- Court: UK Supreme Court
- Citation: [2020] UKSC 13, [2020] AC 973, [2020] 2 WLR 960, [2020] 4 All ER 19, [2020] PNLR 22, (2020) 175 BMLR 1, [2020] PIQR P11, [2020] ICR 893, [2020] Med LR 155, [2020] IRLR 481, [2020] WLR(D) 205, 2020 Rep LR 74

Keywords
- Vicarious liability in English law

= Various Claimants v Barclays Bank plc =

Various Claimants v Barclays Bank plc [2020] UKSC 13, [2020] AC 973 is an English tort law case, concerning vicarious liability in English law.

==Facts==
Dr Bates, a doctor, did medical assessments of potential employees for Barclays from 1968 to 1984. Dr Bates was paid a fee for each report he did, and conducted the assessments in his own home. He was given no retainer fee that could have made him accept further jobs for the bank. Dr Bates sexually assaulted the claimants who argued Barclays was vicariously liable, but died in 2009 thus making recovery from him impossible. In 2012, the police concluded there would have not enough evidence for a criminal prosecution against Bates were he still alive.

At first instance, the High Court held Barclays was vicariously liable. The Court of Appeal dismissed the bank’s appeal.

Stored entries:
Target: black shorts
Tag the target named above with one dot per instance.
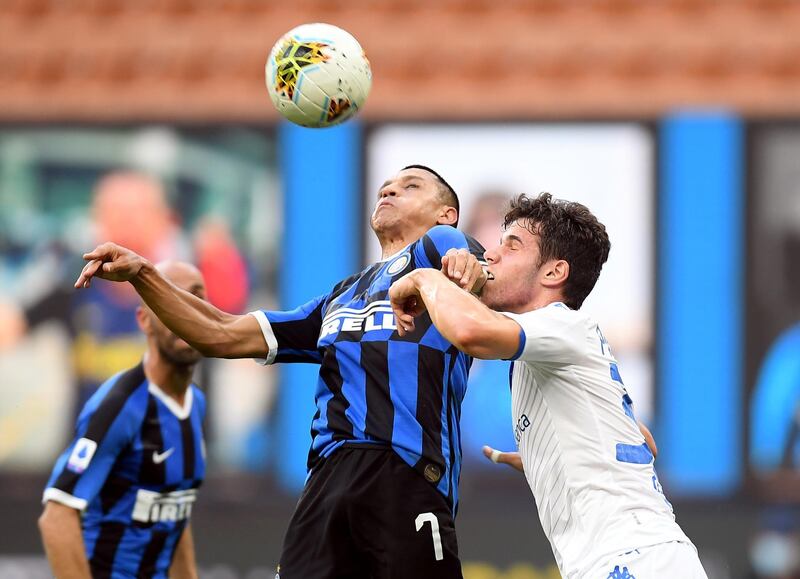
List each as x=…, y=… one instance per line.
x=366, y=514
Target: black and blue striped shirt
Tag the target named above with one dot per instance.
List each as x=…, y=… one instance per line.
x=375, y=386
x=133, y=468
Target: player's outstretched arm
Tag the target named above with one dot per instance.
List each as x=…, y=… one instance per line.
x=60, y=527
x=184, y=565
x=209, y=330
x=459, y=316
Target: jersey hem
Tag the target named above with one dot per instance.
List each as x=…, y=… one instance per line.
x=269, y=337
x=64, y=498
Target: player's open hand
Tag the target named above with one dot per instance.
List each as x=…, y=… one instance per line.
x=512, y=459
x=463, y=268
x=406, y=303
x=109, y=261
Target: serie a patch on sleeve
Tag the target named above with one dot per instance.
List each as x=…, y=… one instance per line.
x=81, y=455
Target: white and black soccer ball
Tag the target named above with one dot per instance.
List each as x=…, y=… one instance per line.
x=318, y=75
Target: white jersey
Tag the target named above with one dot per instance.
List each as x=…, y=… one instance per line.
x=584, y=456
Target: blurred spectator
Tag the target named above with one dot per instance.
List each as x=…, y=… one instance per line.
x=775, y=550
x=486, y=409
x=485, y=220
x=128, y=208
x=222, y=265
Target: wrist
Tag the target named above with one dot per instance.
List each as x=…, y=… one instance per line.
x=146, y=269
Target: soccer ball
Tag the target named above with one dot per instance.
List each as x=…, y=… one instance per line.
x=318, y=75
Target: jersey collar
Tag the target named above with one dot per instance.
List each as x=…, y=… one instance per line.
x=181, y=412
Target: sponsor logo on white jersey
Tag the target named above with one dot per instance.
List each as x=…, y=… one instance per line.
x=155, y=507
x=375, y=316
x=81, y=455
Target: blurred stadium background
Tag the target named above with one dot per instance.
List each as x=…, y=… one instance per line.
x=676, y=121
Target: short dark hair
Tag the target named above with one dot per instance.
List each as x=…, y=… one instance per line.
x=568, y=231
x=446, y=192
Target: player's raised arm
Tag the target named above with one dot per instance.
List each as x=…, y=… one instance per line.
x=459, y=316
x=209, y=330
x=60, y=527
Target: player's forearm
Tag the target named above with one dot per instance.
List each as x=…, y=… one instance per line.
x=209, y=330
x=184, y=565
x=463, y=320
x=63, y=542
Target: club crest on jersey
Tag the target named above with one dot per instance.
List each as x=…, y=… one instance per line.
x=398, y=264
x=81, y=455
x=623, y=574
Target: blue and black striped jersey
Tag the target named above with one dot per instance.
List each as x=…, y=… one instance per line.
x=133, y=468
x=375, y=386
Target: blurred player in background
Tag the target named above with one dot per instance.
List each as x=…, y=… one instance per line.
x=135, y=463
x=129, y=208
x=586, y=461
x=385, y=459
x=486, y=411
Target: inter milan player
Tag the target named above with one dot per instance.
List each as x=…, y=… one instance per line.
x=135, y=464
x=587, y=462
x=385, y=458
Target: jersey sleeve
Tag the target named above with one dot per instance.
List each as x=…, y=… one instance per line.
x=292, y=336
x=429, y=250
x=102, y=433
x=553, y=334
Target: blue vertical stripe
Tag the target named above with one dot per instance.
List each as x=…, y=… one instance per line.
x=354, y=389
x=700, y=342
x=171, y=435
x=444, y=482
x=403, y=366
x=321, y=172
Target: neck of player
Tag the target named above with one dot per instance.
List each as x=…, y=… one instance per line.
x=394, y=240
x=173, y=379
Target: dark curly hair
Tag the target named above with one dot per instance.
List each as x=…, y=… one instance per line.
x=568, y=231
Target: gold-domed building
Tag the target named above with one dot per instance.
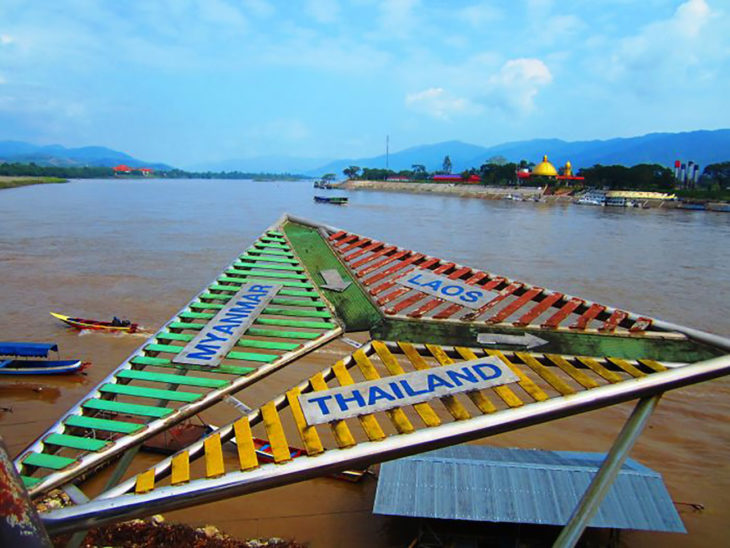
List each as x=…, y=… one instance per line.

§ REQUIRED ACTION 1: Reproduce the Barclays vicarious liability case summary word for word, from "Various Claimants v Barclays Bank plc [2020]" to "the bank’s appeal.".
§ REQUIRED ACTION 2: Continue the summary of Various Claimants v Barclays Bank plc from the point where it stops.

§ EXERCISE OUTPUT 1:
Various Claimants v Barclays Bank plc [2020] UKSC 13, [2020] AC 973 is an English tort law case, concerning vicarious liability in English law.

==Facts==
Dr Bates, a doctor, did medical assessments of potential employees for Barclays from 1968 to 1984. Dr Bates was paid a fee for each report he did, and conducted the assessments in his own home. He was given no retainer fee that could have made him accept further jobs for the bank. Dr Bates sexually assaulted the claimants who argued Barclays was vicariously liable, but died in 2009 thus making recovery from him impossible. In 2012, the police concluded there would have not enough evidence for a criminal prosecution against Bates were he still alive.

At first instance, the High Court held Barclays was vicariously liable. The Court of Appeal dismissed the bank’s appeal.

§ EXERCISE OUTPUT 2:
==Judgment==
The Supreme Court allowed the bank’s appeal and held a doctor was a contractor, not an employee. The bank was not vicariously liable.

==Significance==

For a number of years before the decision in Barclays, the application of vicarious liability had been expanded both in terms of the type of tortious activity that could be considered within the scope of employment, and the type of relationships that could give rise to a relationship akin to employment (for instance, religious bodies in the context of sexual abuse as in Catholic Child Welfare Society v Institute of the Brothers of the Christian Schools). The decision by the Supreme Court rejected the extension of vicarious liability to genuine independent contractors. The decision was applied by the Court of Appeal in Hughes v Rattan.